Data shows certain personality traits are linked to a COPD patient's likelihood of active or sedentary behaviors.
A recognition of the associations between chronic obstructive pulmonary disease (COPD) patient personality and their physical activity levels could result in more individualized interventions for their care, according to new research.
In new data presented virtually at the European Respiratory Society (ERS) 2020 Congress this week, a team of France-based investigators showed particular disparities in mean COPD patient physical activities and sedentary behavior.
The team, led by Dr. Pauline Caille, of the Clinic of Souffle and EuroMov Digital Health in Motion at the University of Montpellier, sought to interpret the unique relationships between personality traits and physical health behaviors among patients with COPD. As they noted, physical activity and sedentary behaviors are among the main predictors of COPD mortality.
“However, COPD patients are less active and more sedentary than individuals with other chronic disease,” they wrote. “Therefore, there is a need to better understand the predictors of these behaviors.”

=-=-=-=-=

▶ Activity
Can you continue the article on personality traits and physical activity in COPD patients, starting right after its last sentence?

=-=-=-=-=

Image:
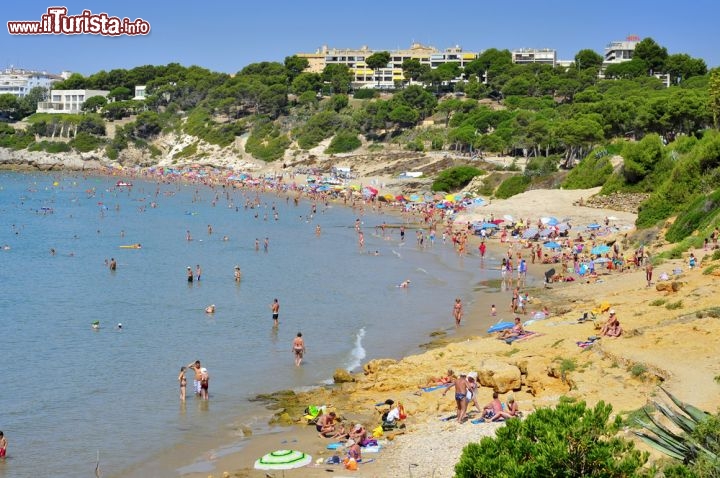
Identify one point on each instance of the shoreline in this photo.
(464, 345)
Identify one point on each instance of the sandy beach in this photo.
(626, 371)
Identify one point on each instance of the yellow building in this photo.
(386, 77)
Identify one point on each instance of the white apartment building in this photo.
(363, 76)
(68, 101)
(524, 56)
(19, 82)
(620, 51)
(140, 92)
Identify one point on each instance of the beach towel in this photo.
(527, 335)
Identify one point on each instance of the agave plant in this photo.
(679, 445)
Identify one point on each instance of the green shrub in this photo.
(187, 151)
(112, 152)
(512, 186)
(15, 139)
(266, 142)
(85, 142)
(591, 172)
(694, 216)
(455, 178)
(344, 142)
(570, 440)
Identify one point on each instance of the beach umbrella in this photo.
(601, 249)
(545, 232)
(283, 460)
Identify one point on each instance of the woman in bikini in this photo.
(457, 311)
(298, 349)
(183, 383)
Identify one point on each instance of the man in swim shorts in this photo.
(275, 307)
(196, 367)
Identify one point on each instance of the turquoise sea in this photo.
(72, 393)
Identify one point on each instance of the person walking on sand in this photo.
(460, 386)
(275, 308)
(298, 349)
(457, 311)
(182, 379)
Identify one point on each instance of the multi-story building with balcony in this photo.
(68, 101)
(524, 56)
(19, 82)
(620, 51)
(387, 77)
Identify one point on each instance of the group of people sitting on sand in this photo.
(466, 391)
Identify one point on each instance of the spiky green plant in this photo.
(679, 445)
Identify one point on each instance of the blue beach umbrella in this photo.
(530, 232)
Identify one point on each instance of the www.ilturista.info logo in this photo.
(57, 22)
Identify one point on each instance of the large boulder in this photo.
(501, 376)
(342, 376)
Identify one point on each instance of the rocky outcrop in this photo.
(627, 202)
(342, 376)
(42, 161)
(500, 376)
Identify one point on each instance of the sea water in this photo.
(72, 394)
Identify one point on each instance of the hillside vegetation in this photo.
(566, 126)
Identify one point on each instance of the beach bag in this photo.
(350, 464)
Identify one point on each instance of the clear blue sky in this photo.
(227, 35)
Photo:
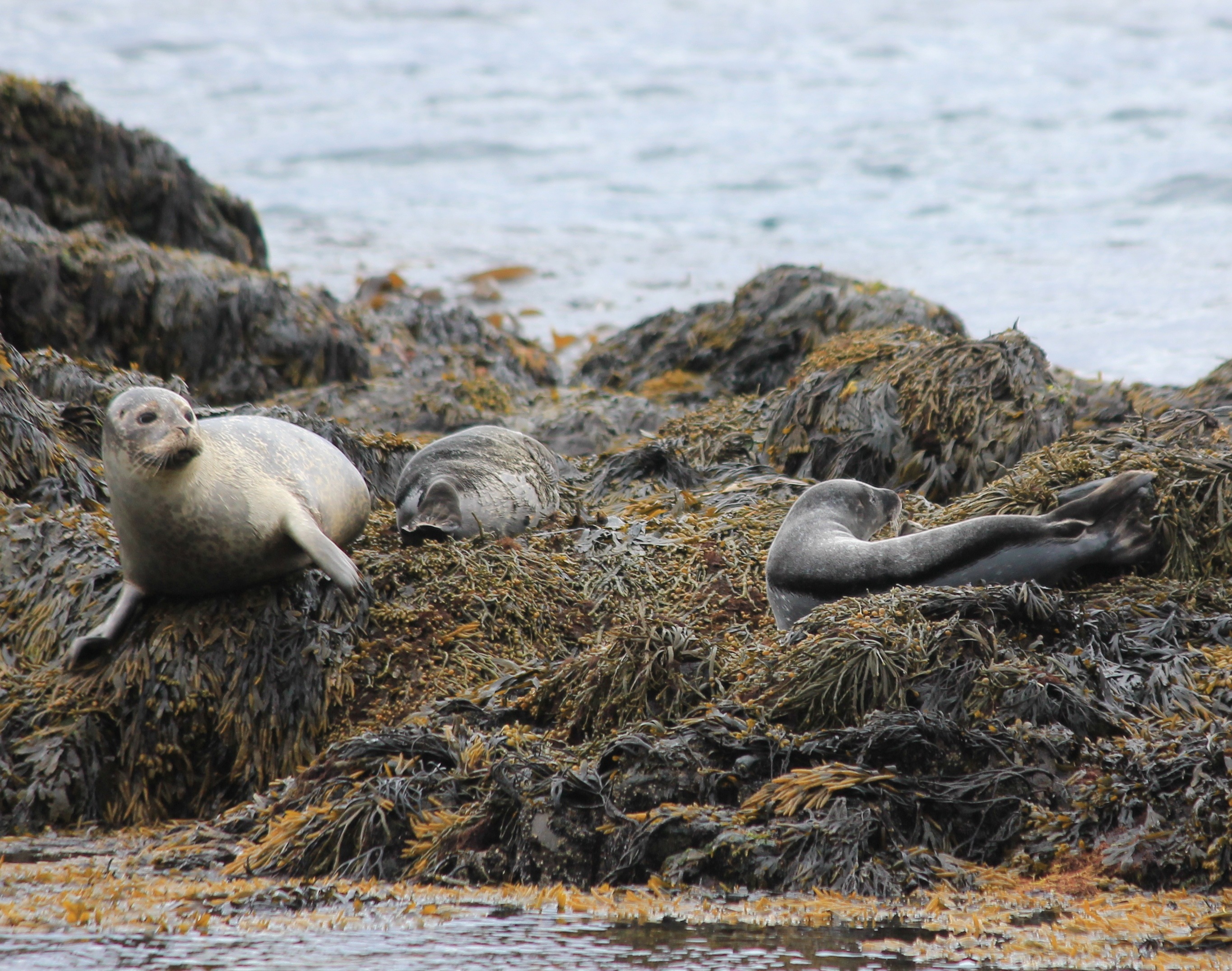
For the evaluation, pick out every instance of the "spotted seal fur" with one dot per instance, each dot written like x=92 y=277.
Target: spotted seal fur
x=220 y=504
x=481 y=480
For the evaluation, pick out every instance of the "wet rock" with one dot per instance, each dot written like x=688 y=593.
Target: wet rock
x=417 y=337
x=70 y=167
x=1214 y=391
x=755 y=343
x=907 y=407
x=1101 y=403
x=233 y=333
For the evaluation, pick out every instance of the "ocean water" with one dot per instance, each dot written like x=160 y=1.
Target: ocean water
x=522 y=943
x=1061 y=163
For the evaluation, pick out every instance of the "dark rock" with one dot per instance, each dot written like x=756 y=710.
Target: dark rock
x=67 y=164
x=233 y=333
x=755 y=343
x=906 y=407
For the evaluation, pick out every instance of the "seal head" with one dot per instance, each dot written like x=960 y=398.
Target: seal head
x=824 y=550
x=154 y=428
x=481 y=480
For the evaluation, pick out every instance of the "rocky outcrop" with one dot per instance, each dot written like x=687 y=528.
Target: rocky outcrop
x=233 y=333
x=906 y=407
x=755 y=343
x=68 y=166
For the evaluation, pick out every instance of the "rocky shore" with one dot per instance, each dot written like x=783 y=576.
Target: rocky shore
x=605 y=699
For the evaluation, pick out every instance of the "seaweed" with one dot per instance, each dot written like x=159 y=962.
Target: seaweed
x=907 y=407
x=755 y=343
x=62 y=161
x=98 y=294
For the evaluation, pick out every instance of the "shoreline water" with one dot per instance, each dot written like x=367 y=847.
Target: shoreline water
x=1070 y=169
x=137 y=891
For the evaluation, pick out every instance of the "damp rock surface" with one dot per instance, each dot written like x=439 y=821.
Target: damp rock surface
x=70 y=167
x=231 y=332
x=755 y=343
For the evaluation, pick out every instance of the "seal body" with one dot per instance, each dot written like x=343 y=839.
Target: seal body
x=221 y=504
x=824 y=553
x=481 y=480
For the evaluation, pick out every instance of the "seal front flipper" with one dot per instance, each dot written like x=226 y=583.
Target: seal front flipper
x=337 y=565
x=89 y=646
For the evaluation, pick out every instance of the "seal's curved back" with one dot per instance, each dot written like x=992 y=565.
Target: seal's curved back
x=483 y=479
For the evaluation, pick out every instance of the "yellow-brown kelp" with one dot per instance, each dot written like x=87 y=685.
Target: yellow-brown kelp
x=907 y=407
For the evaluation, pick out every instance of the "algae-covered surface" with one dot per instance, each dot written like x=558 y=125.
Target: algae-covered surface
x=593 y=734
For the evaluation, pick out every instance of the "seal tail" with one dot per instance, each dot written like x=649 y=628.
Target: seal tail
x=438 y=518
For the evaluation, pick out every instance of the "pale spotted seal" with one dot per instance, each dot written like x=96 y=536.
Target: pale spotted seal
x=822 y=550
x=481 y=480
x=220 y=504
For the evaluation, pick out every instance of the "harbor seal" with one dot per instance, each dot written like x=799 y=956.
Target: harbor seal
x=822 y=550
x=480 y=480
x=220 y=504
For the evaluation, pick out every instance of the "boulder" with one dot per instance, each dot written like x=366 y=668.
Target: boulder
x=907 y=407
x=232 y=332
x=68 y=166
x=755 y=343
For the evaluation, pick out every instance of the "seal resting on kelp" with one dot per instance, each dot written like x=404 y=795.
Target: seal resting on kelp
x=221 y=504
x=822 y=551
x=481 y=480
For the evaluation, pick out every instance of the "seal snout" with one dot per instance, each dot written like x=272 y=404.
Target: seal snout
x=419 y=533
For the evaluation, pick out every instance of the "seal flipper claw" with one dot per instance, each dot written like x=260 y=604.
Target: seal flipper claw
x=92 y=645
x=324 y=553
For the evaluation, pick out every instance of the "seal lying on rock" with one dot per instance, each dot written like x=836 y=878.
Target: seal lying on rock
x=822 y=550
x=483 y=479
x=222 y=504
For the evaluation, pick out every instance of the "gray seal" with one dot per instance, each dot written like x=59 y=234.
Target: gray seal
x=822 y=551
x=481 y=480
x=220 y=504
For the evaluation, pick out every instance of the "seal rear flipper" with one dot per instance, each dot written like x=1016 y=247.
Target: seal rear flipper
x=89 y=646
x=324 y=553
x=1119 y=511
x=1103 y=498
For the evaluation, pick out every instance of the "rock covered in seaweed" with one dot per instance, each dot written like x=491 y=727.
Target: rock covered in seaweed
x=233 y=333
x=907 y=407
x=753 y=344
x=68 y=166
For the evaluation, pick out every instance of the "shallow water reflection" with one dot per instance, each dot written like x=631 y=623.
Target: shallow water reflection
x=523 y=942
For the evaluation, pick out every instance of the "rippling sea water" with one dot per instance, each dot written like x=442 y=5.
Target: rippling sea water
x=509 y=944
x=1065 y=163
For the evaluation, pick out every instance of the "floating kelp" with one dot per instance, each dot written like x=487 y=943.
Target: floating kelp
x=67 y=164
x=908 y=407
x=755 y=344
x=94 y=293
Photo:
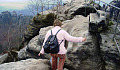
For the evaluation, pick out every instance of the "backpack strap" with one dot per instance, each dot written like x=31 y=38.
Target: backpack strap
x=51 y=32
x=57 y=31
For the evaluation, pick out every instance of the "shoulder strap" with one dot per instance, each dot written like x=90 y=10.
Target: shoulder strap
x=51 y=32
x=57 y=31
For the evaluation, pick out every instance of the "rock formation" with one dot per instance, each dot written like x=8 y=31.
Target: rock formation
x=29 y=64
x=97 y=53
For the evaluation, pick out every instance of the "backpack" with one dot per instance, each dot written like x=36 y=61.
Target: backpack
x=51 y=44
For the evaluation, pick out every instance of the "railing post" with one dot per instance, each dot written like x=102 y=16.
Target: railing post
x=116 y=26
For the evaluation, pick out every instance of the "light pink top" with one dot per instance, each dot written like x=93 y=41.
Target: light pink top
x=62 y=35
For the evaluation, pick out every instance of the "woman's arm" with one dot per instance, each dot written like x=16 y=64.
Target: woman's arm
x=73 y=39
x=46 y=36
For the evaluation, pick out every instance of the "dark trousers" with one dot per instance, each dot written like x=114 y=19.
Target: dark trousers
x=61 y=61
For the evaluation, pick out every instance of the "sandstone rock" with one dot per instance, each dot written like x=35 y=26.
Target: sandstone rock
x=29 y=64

=-=-=-=-=

▶ Answer for this exercise
Personality traits, as per greater neuroticism, lower extraversion, and a lowered openness to experience are linked to lesser physical activity. Greater neuroticism, along with lowered conscientiousness, have been associated with more sedentary behaviors.
To learn to what extent these personality associations may influence COPD patients, Caille and colleagues assess 108 patients based on their traits, physical activity, and sedentary behavior.
Investigators’ evaluations included the French version of the Big Five Inventory Questionnaire—for measuring openness, conscientiousness, extraversion, agreeableness, and neuroticism—as well as the Simple Physical Activity Questionnaire and Sedentary Behavior Questionnaire.
Their mean patient population was 68.3 years old (±8.8 years), with 43.5% being female. Mean patient forced expiratory volume over 1 second (FEV1) was 49.8% (±22.6).
Mean patient-reported physical activity was 69.3 (±118.1) minutes per week, while sedentary behavior was 583.6 (±168.2) minutes per day. As per categorization criteria of physical activity, investigators reported 68% were considered inactive.
Investigators observed that greater neuroticism in patients with COPD was significantly associated with lesser physical activity and more sedentary behavior (P <.05). Conscientiousness, adversely, was positively correlated with physical activity.
Patients with higher agreeableness were less likely to be sedentary during the week (P <.01).
As per control variables (patient FEV1, sex, age, and body mass index [BMI]), investigators did not observe any significant differences between active and inactive patients with COPD. They were unable to predict patient likelihood of activity or inactivity based on personality trait results.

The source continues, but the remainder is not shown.